_Selected text_.
** begin **

Let The Games Begin

After hosting a string of successful events in recent years, Cincinnati has landed what will be its largest event to date: the 2012 World Choir Games.

Yet, Norma Petersen, one of the game's chief advocates, insists that the seeds for this opportunity were planted by an unlikely source: Cincinnati's poster boy for musical achievement, Nick Lachey.

More specifically, Lachey's personally selected amateur choir that won Clash of the Choirs, a 4-episode reality TV show sing-off that aired in 2007. When the World Choir Games selection committee caught wind of this display of the city's choral might via the internet, Cincinnati entered the committee's radar.


"When they saw that Lachey's choir had won the competition, they contacted

Cincinnati," says Petersen, a self-proclaimed "professional volunteer" and President of the Society for the Preservation of Music Hall. When the World Choir Games come to town in 2012, Cincinnati will have a chance to strut its cultural stuff and have a chance to flex its event hosting muscles for the world to see.


"When you bring something international to Cincinnati, then the world starts to look at Cincinnati," says Janet Hill, Director of Event Production and Project Management for the World Choir Games 2012.


Cincinnati was chosen from 50 cities around the world, and is the first US city to have the honor of hosting the World Choir Games, which have only been held in Europe and Asia until now, with this year's games taking place in Shaoxing, China.


Motivated by a desire to get more American choirs involved, Interkultur, a German organization and the selection committee for the games, saw a trip to the US as the best way to reach out. As such, Cincinnati is blazing a trail of sorts. But musical trailblazing is nothing new to Cincinnati.

"We've got a history with music that goes way back," Hill says.

For starters, Music Hall and the legendary May Festival, with roots in the Saengerfest, or "singer's festival," brought to Cincinnati by 19th German immigrants, and the legendary Cincinnati Pops Orchestra all attest to this. Hill sees all of this coming to a head with the World Choir Games in 2012, the perfect way to show off the city's musical heritage.

In the World Choir Games, known as the "Olympics of Choral Music," choirs compete for gold, silver and bronze medals in 29 categories that range from gospel and jazz to contemporary and folklore.  Over the course of two weeks in July 2012, as many as 200,000 spectators from around the world will flock to Cincinnati to watch 20,000 participants from 90 countries who will don locally flavored costumes and proceed to put on the world's premier vocal show.

"It's one huge festival that goes on for days," says City Manager Milton Dohoney. "It will be a real treat for the people of this region to be exposed to an event that has never been outside of Europe or Asia."

** end **

_Data entries_.
** begin **

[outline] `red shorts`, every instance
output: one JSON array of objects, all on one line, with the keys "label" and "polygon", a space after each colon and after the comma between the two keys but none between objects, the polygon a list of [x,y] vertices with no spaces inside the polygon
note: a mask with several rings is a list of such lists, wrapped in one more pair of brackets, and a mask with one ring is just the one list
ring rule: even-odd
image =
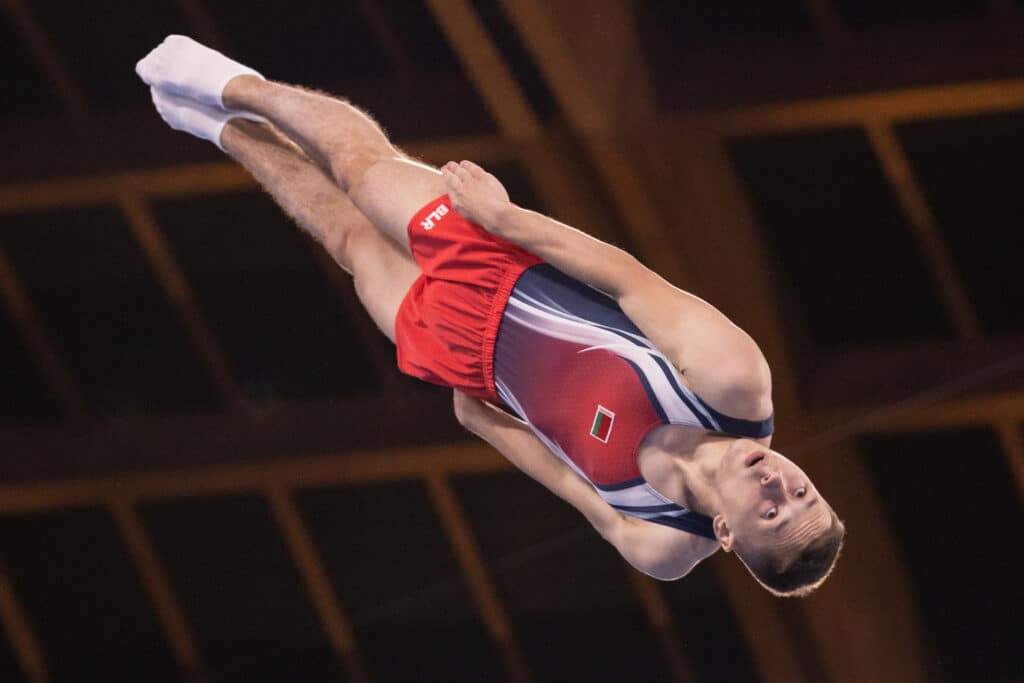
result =
[{"label": "red shorts", "polygon": [[409,245],[423,272],[395,316],[398,369],[498,402],[498,326],[516,280],[541,259],[463,218],[447,195],[413,216]]}]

** end **

_Stated problem 1_.
Decide whether each statement below agrees with the article on Cincinnati hosting the 2012 World Choir Games. Answer yes or no for each, quoting the words from the article that decide it.
(a) Cincinnati was picked from 50 cities around the world.
(b) The World Choir Games had already been held in the United States before 2012.
(c) Choirs compete for medals in 29 categories.
_Stated problem 2_.
Please write the next part of the article on Cincinnati hosting the 2012 World Choir Games, picking up after its final sentence.

_Task result 1_.
(a) Yes: "Cincinnati was chosen from 50 cities around the world"
(b) No: "which have only been held in Europe and Asia until now"
(c) Yes: "choirs compete for gold, silver and bronze medals in 29 categories"

_Task result 2_.
In total, over 300 competitions and free public performances will take place across the city's carefully chosen venues. Key venues will include the newly built School for the Creative and Performing Arts (the first K-12 institution of its kind in the country), Music Hall, Duke Energy Convention Center, Fountain Square, various churches around town, Kings Island, Devou Park, and the Emery Theatre, which is getting a total renovation at present.

Of the incredibly delicate venue selection process, Hill says that "the people who are touring the venues really know what they're looking for. All choirs that compete within a category have to compete in exactly the same situation."

Extreme care must be taken to ensure that acoustics, sufficient practice space and a slew of other details add up for each venue selected. Yet, much more than schools and churches with good acoustics were needed to secure the bid.

Ultimately, a group of hard-working Cincinnatians with a shared vision collectively won this huge success for the city over a courtship that lasted months and took place on two continents.  

"It was the coordinated approach that the city took," Dohoney says. "We had a wonderful partnership effort. There were a number of organizations, such as non-profit, public, private sector organizations all working in concert with the Convention and Visitors Bureau to make this appeal."

After Lachey's choir took Youtube by storm in 2007, the courting began in earnest when a small group of passionate Cincinnatians whisked the largely German-speaking World Choir Games selection committee on a compelling tour of Cincinnati's musical and German cultural heritage early last year.

"I was in charge of part of their tour when they first came," Petersen says. "Music Hall just blew them away."

The third and fourth graders of the local German Language School made a significant impact as well, when they took to the stage in the Emery Theater and performed in German for the selection committee, who then proceeded to chat smoothly in their mother tongue with the students.

The city's spot was finally secured when a Cincinnati delegation, led by the much applauded Venus Kent, flew to Austria and presented the city to the selection committee as a unified package: musical heritage, strong German cultural roots, a scalable city with an array of institutions and suitable venues and a proven capacity to host major events.

"The passion, the venues in place, our cultural history - if you put all these things together, it makes an extremely compelling package that just couldn't be beat," says Julie Calvert, Vice President of Marketing and Strategic Development, Cincinnati USA Convention and Visitors Bureau.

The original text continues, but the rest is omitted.